Inserisci in un elenco numerato le righe di tutti i record qui sotto, omettendo le righe vuote.

* * * * * * * * *

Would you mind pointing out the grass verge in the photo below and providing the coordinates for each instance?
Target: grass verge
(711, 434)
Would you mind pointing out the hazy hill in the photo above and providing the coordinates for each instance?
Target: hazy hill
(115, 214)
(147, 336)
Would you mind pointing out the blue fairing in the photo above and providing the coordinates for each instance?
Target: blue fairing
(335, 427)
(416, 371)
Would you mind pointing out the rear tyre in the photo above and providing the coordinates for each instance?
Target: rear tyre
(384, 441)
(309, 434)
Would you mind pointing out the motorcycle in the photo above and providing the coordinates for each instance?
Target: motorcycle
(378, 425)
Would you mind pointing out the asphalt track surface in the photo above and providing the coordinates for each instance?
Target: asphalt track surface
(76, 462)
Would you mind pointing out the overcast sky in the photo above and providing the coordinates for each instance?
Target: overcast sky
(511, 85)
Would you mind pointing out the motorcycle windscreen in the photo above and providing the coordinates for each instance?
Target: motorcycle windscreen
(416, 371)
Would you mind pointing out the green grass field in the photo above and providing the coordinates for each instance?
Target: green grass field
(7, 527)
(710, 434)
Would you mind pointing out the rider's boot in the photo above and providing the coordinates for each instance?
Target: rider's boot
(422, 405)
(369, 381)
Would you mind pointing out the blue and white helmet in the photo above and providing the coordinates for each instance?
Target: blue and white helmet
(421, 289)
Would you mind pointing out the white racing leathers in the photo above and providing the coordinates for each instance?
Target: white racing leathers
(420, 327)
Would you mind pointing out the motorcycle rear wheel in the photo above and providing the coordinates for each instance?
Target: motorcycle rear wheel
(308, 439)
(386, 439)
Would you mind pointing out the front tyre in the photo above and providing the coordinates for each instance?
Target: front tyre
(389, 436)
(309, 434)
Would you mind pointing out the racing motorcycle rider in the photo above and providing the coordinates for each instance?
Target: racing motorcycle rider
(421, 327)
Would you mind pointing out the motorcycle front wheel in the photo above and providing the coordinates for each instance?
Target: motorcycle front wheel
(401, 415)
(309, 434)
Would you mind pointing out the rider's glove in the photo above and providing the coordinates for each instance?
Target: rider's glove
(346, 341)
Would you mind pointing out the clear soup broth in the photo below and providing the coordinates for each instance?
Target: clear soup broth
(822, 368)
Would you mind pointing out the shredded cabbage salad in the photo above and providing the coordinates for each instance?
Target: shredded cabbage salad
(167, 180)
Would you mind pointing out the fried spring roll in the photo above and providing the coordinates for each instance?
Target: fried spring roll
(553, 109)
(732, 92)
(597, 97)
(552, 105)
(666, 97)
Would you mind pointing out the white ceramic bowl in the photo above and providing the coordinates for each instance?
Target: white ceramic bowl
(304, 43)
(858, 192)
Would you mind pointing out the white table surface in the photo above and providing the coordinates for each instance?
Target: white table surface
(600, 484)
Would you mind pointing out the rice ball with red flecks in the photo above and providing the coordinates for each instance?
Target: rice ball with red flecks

* * * * * * * * *

Risposta completa >>
1. Would you mind pointing out the grass verge in the photo below and providing the coordinates for each instance?
2. Target: grass verge
3. (711, 434)
4. Would you mind pointing out the hazy hill in the photo above and providing the coordinates for each instance?
5. Target: hazy hill
6. (115, 214)
7. (147, 336)
8. Would you mind pointing out the blue fairing in the photo above and providing the coordinates for each instance?
9. Target: blue fairing
10. (335, 427)
11. (416, 371)
12. Would you mind pointing out the rear tyre in the photo above and providing the coordinates for each instance?
13. Target: rear tyre
14. (384, 441)
15. (309, 434)
16. Would you mind pointing out the motorcycle in the photo above and providing the coordinates for each instance?
17. Target: motorcycle
18. (378, 425)
19. Would you mind pointing out the asphalt track surface in the photo above and providing the coordinates for each instance?
20. Target: asphalt track surface
21. (76, 462)
22. Would you mind pointing out the overcast sky in the photo above and providing the coordinates for each instance?
23. Target: overcast sky
24. (511, 85)
25. Would you mind pointing out the motorcycle windscreen in the photo above and providing the coordinates for each instance?
26. Target: motorcycle windscreen
27. (416, 371)
28. Would you mind pointing out the green grass field in the photo above and providing the coordinates for each instance?
29. Target: green grass field
30. (7, 527)
31. (710, 434)
32. Would you mind pointing out the rider's boot in the photo above and providing the coordinates for each instance?
33. Target: rider's boot
34. (422, 405)
35. (369, 381)
36. Would you mind pointing out the blue and white helmet in the photo above and providing the coordinates for each instance?
37. Target: blue and white helmet
38. (421, 289)
39. Would you mind pointing out the white racing leathers in the photo above and providing the coordinates for each instance?
40. Target: white racing leathers
41. (420, 327)
42. Would you mind pointing out the motorcycle rear wheel in the photo above and providing the coordinates for each instance?
43. Target: motorcycle rear wheel
44. (308, 439)
45. (386, 439)
46. Would you mind pointing out the front tyre in the photo above and providing the coordinates for each instance?
47. Target: front tyre
48. (389, 436)
49. (309, 434)
50. Would you mind pointing out the racing motorcycle rider in the photo above and providing the coordinates for each instance?
51. Target: racing motorcycle rider
52. (421, 327)
53. Would you mind pointing out the motorcycle front wheel in the photo above and providing the coordinates for each instance?
54. Target: motorcycle front wheel
55. (401, 415)
56. (309, 434)
57. Would you mind pointing out the rider's glove in the photo above and providing the coordinates for each instance?
58. Target: rider's glove
59. (346, 341)
60. Would you mind pointing out the clear soup broth in the photo below and providing the coordinates for each instance?
61. Target: clear soup broth
62. (822, 368)
63. Would you mind pointing out the shredded cabbage salad in the photo above and providing the coordinates for each instance?
64. Target: shredded cabbage salad
65. (167, 180)
66. Would you mind pointing out the fried spring roll in the photo above and providing the coordinates for each instance?
67. Target: fried spring roll
68. (553, 109)
69. (732, 92)
70. (597, 97)
71. (552, 105)
72. (666, 97)
73. Would you mind pointing out the white ceramic bowl in the photo above and providing the coordinates for each instance?
74. Target: white ceramic bowl
75. (304, 43)
76. (858, 192)
77. Would you mind pointing out the white table surface in the photo above and providing the coordinates for each instance?
78. Target: white table surface
79. (600, 484)
80. Would you mind pointing out the rice ball with red flecks in the photo above and providing the coordinates for each instance?
81. Target: rice ball with red flecks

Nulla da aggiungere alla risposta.